# [Haskell-cafe] In relation to shuffling

Alastair Reid alastair at reid-consulting-uk.ltd.uk
Thu Jul 8 18:44:38 EDT 2004

```On Thursday 08 July 2004 20:40, paolo veronelli wrote:
> Most of my imperative pieces of software find their answers by
> touching around in some space of solutions and my favourite
> approximation algorithms use random distributions.
>
> Is it haskell the wrong languages for those, as I'm obliged to
> code them inside Monads loosing the benefits of lazyness?

No, no reason to lose laziness.  First off, suppose your algorithm is a loop
that needs one random number per iteration.  An obvious structure would be:

loop :: Solution -> IO Solution
loop old_solution = do
a <- randomIO
let new_solution = next a old_solution
if goodEnough new_solution
then return new_solution
else loop new_solution

With this structure, the loop is strict and imperative but the 'next' function
which improves the solution is pure, lazy code.  Except in trivial cases, the
next function will be where all the action is so you still get most of the
benefit of laziness.

We can do better though.  Using two functions in System.Random, it's easy to
get an infinite list of random numbers:

randomRsIO :: IO [Int]
randomRsIO = do
g <- getStdGen
return (randoms g)

Let's rewrite the above code to use a list of random numbers and an initial
solution to search for a better solution:

genSolutions :: [Int] -> Solution -> [Solution]
genSolutions (r:rs) s0 = s0 : genSolutions (next r s0)
-- slightly more cryptic implementation using foldl and map possible
-- and probably preferable

findGoodSolution :: [Int] -> Solution -> Solution
findGoodSolution rs s0 = head (dropWhile (not . goodEnough) solutions)
where
solutions = genSolutions rs s0

main = do
rs <- randomRsIO
print (findGoodSolution rs initial_solution)

Hope this helps,

--
Alastair Reid
```

» **MATERIAL SHOWN**
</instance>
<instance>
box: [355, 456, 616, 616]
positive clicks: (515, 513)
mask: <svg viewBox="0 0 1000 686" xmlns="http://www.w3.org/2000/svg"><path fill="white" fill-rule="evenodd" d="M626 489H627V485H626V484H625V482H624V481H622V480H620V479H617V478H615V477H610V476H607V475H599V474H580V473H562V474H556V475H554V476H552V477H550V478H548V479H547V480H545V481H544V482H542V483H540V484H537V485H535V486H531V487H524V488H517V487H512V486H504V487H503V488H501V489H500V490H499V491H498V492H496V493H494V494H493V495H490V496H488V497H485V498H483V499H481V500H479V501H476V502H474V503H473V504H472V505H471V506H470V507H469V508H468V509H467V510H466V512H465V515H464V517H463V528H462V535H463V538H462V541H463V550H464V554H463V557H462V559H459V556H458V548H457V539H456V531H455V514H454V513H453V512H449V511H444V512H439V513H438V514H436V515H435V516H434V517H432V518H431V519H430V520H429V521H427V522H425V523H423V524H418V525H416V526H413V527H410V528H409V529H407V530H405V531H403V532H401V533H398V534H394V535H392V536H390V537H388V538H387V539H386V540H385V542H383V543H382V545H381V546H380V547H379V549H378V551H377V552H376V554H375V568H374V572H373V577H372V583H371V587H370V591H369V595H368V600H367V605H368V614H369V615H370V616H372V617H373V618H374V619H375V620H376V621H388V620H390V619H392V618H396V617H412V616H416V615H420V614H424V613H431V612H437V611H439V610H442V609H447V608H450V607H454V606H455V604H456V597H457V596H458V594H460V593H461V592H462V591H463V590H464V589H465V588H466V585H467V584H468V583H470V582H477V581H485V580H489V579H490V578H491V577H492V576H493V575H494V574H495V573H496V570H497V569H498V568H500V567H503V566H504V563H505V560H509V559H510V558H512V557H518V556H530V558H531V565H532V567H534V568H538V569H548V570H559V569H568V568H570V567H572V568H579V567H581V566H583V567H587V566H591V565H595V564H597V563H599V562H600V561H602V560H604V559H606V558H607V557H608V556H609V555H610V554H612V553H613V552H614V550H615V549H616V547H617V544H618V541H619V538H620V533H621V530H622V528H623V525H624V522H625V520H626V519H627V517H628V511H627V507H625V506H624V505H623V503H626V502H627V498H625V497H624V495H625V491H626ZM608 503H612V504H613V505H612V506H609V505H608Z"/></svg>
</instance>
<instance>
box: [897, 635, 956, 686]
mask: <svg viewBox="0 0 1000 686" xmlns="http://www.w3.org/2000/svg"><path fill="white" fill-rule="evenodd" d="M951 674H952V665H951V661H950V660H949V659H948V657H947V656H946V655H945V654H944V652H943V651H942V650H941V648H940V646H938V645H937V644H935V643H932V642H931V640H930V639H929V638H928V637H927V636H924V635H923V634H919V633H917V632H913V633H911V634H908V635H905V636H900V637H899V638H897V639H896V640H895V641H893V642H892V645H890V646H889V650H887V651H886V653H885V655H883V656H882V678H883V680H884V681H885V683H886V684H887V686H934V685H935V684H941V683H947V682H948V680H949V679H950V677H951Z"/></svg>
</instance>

» **WHAT IS BEING ASKED**
Copy out the whole mailing-list post on random numbers and laziness in Haskell, word for word and line for line.

» **ANSWER BELOW**
# [Haskell-cafe] In relation to shuffling

Alastair Reid alastair at reid-consulting-uk.ltd.uk
Thu Jul 8 18:44:38 EDT 2004

```On Thursday 08 July 2004 20:40, paolo veronelli wrote:
> Most of my imperative pieces of software find their answers by
> touching around in some space of solutions and my favourite
> approximation algorithms use random distributions.
>
> Is it haskell the wrong languages for those, as I'm obliged to
> code them inside Monads loosing the benefits of lazyness?

No, no reason to lose laziness.  First off, suppose your algorithm is a loop
that needs one random number per iteration.  An obvious structure would be:

loop :: Solution -> IO Solution
loop old_solution = do
a <- randomIO
let new_solution = next a old_solution
if goodEnough new_solution
then return new_solution
else loop new_solution

With this structure, the loop is strict and imperative but the 'next' function
which improves the solution is pure, lazy code.  Except in trivial cases, the
next function will be where all the action is so you still get most of the
benefit of laziness.

We can do better though.  Using two functions in System.Random, it's easy to
get an infinite list of random numbers:

randomRsIO :: IO [Int]
randomRsIO = do
g <- getStdGen
return (randoms g)

Let's rewrite the above code to use a list of random numbers and an initial
solution to search for a better solution:

genSolutions :: [Int] -> Solution -> [Solution]
genSolutions (r:rs) s0 = s0 : genSolutions (next r s0)
-- slightly more cryptic implementation using foldl and map possible
-- and probably preferable

findGoodSolution :: [Int] -> Solution -> Solution
findGoodSolution rs s0 = head (dropWhile (not . goodEnough) solutions)
where
solutions = genSolutions rs s0

main = do
rs <- randomRsIO
print (findGoodSolution rs initial_solution)

Hope this helps,

--
Alastair Reid
```